Please reproduce, exactly and with nothing else, every line from the one containing "the motorcycle front" through the last line of the records below.

Records drawn from a dataset →
*** Block opens ***
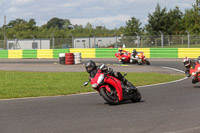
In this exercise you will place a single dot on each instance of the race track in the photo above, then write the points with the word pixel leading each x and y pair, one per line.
pixel 166 108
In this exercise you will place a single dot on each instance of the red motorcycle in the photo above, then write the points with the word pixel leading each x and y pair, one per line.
pixel 196 71
pixel 123 57
pixel 139 59
pixel 112 89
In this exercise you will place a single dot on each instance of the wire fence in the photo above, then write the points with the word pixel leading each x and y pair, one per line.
pixel 162 41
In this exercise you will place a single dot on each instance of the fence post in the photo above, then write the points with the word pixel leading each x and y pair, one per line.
pixel 188 38
pixel 161 39
pixel 138 40
pixel 72 40
pixel 115 40
pixel 53 41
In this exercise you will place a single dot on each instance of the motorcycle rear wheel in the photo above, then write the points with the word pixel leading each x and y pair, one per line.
pixel 136 96
pixel 111 98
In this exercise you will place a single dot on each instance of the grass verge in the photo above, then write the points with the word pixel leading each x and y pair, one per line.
pixel 16 84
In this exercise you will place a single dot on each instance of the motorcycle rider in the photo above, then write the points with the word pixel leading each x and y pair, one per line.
pixel 120 53
pixel 133 56
pixel 189 64
pixel 92 69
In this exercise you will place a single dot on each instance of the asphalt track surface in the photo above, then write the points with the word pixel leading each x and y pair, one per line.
pixel 166 108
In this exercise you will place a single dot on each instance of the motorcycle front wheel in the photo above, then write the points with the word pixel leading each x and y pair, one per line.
pixel 147 62
pixel 110 97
*** Block closes ***
Expected answer →
In this exercise you will place a single dot on each instance of the motorcycle front wheel in the photo above, then write the points with the word pixel leading each x and y pair, one per line.
pixel 147 62
pixel 110 97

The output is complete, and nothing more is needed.